:: Vos tâches ::
#1 D'après le texte sur les chansons de Mai 68, sur quel album est parue la chanson « Où c'est que j'ai mis mon flingue » ?
#2 Recopiez sans rien changer le passage du texte sur les chansons de Mai 68 qui va de « Pour les 50 » à « par vous-même ! ».

:: Texte présenté ::
Pour les 50 ans des événements de Mai 68, France Musique présenta en trois volets « Les Chansons de Mai 68 », dans l’émission « Tour de chant » avec Martin Pénet. Les trois épisodes sont disponibles ici, ici et ici. Durant le troisième épisode, Évariste revient sur le 45 tours « La Révolution » / « La Faute à Nanterre ». Bien qu’il ne mentionne pas directement Renaud, il souligne la participation du Comité Gavroche Révolutionnaire pour la chanson « La Faute à Nanterre » :

Il semble que Renaud ait voulu plus tard faire un clin d’œil à la chanson « La Faute à Nanterre » avec « Où c’est que j’ai mis mon flingue », une chanson parue sur l’album Marche à l’ombre (1980).  Comparez les rimes par vous-même !

La faute à Nanterre
Je suis tombé par terre

C’est la faute à Nanterre
Le nez dans le ruisseau
C’est la faute à Grimaud

Où c’est que j’ai mis mon flingue
Si un jour j’me r’trouve la gueule par terre 

Sûr qu’ça s’ra d’la faute à Baader. 
Si j’crève le nez dans le ruisseau 
Sûr qu’ça s’ra d’la faute à Bonnot.

Enfin, vous pourrez lire ci-bas les paroles de la chanson « La faute à Nanterre » :

La faute à Nanterre
(Paroles et musique d’Évariste (Joël Sternheimer))

:: Informations fournies ::
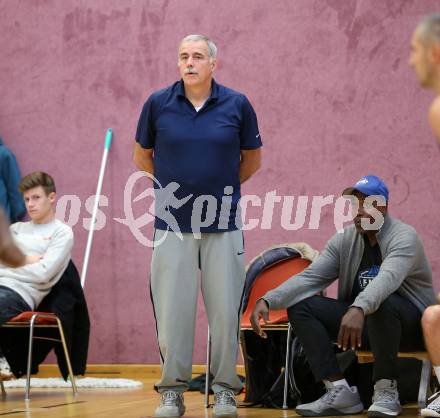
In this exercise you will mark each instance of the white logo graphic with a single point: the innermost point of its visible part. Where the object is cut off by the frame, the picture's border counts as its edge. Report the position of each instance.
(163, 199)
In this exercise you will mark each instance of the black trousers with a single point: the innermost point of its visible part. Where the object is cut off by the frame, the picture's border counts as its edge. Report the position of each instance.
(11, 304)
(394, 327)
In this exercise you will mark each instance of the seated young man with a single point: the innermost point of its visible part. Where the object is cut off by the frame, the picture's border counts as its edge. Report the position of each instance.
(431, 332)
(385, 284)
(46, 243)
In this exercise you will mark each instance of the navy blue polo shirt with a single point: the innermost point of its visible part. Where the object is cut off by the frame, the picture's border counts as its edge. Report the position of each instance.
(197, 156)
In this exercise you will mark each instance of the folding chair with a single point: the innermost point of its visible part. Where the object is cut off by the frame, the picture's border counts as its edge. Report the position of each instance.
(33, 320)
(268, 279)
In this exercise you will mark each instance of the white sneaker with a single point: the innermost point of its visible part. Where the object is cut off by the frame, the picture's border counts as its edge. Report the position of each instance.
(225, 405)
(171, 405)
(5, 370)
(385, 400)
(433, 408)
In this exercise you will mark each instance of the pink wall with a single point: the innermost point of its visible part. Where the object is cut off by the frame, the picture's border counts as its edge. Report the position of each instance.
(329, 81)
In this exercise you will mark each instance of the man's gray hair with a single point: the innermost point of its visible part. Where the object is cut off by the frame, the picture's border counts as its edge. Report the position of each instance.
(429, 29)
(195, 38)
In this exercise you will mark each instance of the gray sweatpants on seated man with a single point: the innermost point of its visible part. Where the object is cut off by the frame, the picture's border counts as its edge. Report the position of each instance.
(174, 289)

==

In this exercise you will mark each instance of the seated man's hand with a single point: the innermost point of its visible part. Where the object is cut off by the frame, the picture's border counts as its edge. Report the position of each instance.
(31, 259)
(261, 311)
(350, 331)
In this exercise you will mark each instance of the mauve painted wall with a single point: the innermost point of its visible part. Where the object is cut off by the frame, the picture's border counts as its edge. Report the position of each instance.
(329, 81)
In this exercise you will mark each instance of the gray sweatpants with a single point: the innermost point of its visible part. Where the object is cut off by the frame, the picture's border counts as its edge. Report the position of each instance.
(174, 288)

==

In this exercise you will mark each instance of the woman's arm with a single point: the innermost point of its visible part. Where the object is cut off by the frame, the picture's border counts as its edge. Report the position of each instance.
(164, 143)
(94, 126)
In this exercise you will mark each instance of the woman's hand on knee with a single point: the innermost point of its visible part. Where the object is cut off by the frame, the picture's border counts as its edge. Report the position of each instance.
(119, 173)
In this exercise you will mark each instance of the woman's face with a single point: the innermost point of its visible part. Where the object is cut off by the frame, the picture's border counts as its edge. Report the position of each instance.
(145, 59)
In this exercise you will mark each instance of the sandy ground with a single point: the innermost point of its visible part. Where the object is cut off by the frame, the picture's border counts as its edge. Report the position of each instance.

:: Réponses complètes ::
#1 Sur l'album Marche à l'ombre, paru en 1980.

#2
Pour les 50 ans des événements de Mai 68, France Musique présenta en trois volets « Les Chansons de Mai 68 », dans l’émission « Tour de chant » avec Martin Pénet. Les trois épisodes sont disponibles ici, ici et ici. Durant le troisième épisode, Évariste revient sur le 45 tours « La Révolution » / « La Faute à Nanterre ». Bien qu’il ne mentionne pas directement Renaud, il souligne la participation du Comité Gavroche Révolutionnaire pour la chanson « La Faute à Nanterre » :

Il semble que Renaud ait voulu plus tard faire un clin d’œil à la chanson « La Faute à Nanterre » avec « Où c’est que j’ai mis mon flingue », une chanson parue sur l’album Marche à l’ombre (1980).  Comparez les rimes par vous-même !